_抜粋:_
┌──

今回は、繰上げ受給と障害年金というテーマです。年金事務所の窓口では、数は多くありませんが、繰上げ受給の相談を受けることがあります。その際に、繰上げ受給の注意事項として、以前のコラムで説明した、以下のようなことをお伝えしています。

【繰上げ受給の注意事項】

  • 一生減額された年金を受け取ることになり、取り消しはできない。
  • 寡婦年金を受けることができなくなる。
  • 障害年金を請求できなくなる場合がある。
  • 65歳前に遺族年金の権利が発生した場合は、繰上げた老齢年金との選択になる。
  • 国民年金に任意加入することができなくなる。

この中で、3番目の「障害年金を請求できなくなる場合がある」という点ですが、少しモヤモヤしませんか?年金事務所の窓口でも、このように説明すると、「障害年金を請求できなくなる場合があるということは、請求できる場合もあるのでしょうか?」という質問を受けることがあります。

はい、確かに請求できる場合があります。

繰上げ受給しても、障害年金の請求ができる3つのケースを示します。いずれも、障害認定日(初診日から1年6か月か、症状固定のいずれか早い方)での請求になります。事後重症など他の請求方法は、65歳までという制限があり、繰上げ受給した場合は、年金上は65歳になったものと見なされるので、対象外となります(障害年金に関する基本的な事項は、以前に解説したコラムをご参照ください)。

① 初診日が国民年金の加入期間にある場合
下の図のように、初診日が国民年金の加入期間にある場合(60歳以降の任意加入も含む)は、障害認定日が繰上げ請求後であっても、障害認定日で請求することができます。認定日で障害年金に該当した場合は、65歳までは繰上げた老齢年金と障害年金のいずれかを選択することになります。65歳以降は、障害基礎年金と老齢厚生年金の併給が可能です(年金の選択と併給については、以下の②、③でも同じです)。

② 初診日が60歳以上65歳未満の国民年金未加入期間の場合
障害基礎年金では、初診日が国民年金の加入期間でなくても、60歳から65歳になるまでの間であれば(国内在住要件あり)、請求できます。このようなケースにおいて、繰上げ受給した場合でも、初診日と障害認定日が繰上げ請求日の前であれば、認定日請求することができます。下図を時系列でみると、障害年金の請求を先にするような形になっていますが、実際は、繰上げ請求後に、障害年金の認定日請求を遡って行うことをイメージしたものです。

└──

_取り組む作業:_
1) 抜粋のうち、「この中で、3番目の「障害年金」から「たコラムをご参照ください)。」までの部分を、一字も変えずにすべて打ち直してください。
2) 抜粋によると、繰上げ受給をした人は、なぜ事後重症などの方法で障害年金を請求できないのですか。1〜3文で説明してください。
このあとのリストは参照しなくてもかまいません。

_リストの抜粋:_
┌──

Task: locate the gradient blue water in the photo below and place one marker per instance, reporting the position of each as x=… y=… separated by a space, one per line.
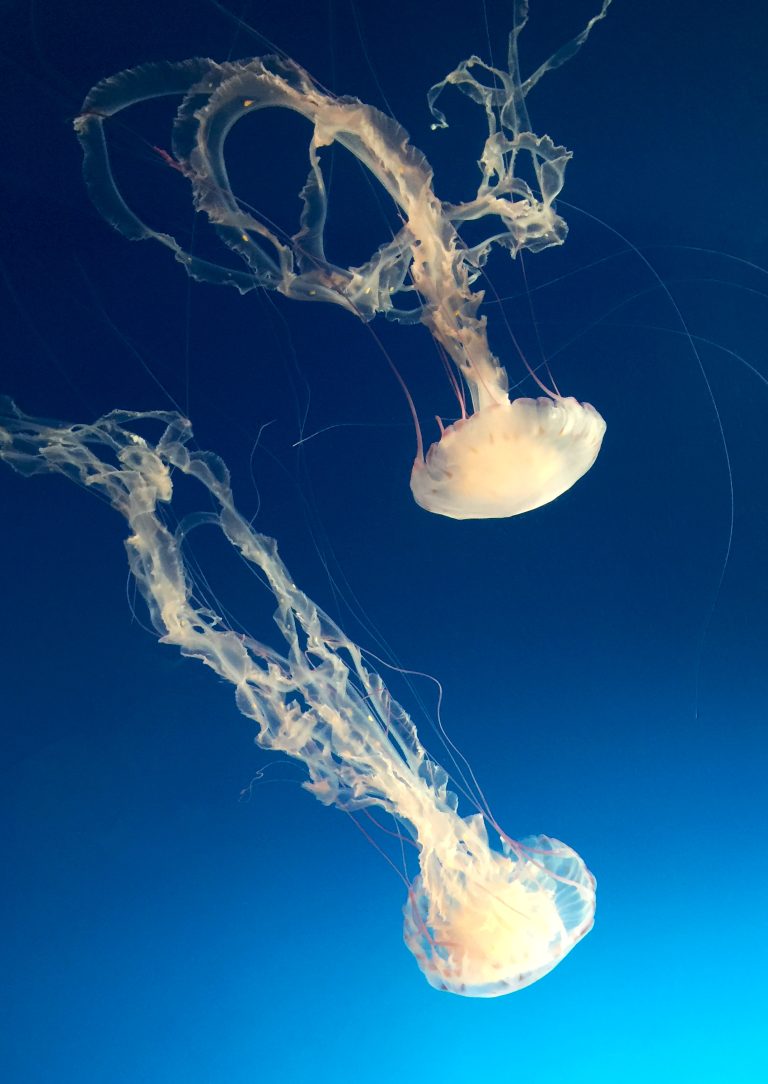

└──
┌──

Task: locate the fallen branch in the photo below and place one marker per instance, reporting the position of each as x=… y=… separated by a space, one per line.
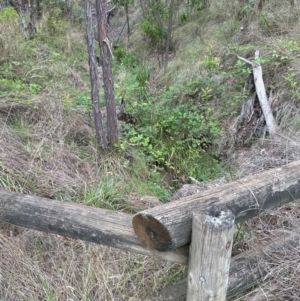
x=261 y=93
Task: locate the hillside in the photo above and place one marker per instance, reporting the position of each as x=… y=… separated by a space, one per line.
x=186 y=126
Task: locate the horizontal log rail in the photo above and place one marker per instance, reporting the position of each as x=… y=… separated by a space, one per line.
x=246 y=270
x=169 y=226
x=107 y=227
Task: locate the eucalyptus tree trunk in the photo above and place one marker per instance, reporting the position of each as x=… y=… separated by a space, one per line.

└──

_記述による回答:_
1)
この中で、3番目の「障害年金を請求できなくなる場合がある」という点ですが、少しモヤモヤしませんか?年金事務所の窓口でも、このように説明すると、「障害年金を請求できなくなる場合があるということは、請求できる場合もあるのでしょうか?」という質問を受けることがあります。

はい、確かに請求できる場合があります。

繰上げ受給しても、障害年金の請求ができる3つのケースを示します。いずれも、障害認定日(初診日から1年6か月か、症状固定のいずれか早い方)での請求になります。事後重症など他の請求方法は、65歳までという制限があり、繰上げ受給した場合は、年金上は65歳になったものと見なされるので、対象外となります(障害年金に関する基本的な事項は、以前に解説したコラムをご参照ください)。

2) 事後重症など認定日請求以外の請求方法には、65歳までという制限があるからです。繰上げ受給をすると、年金上は65歳になったものと見なされるため、これらの方法は対象外になります。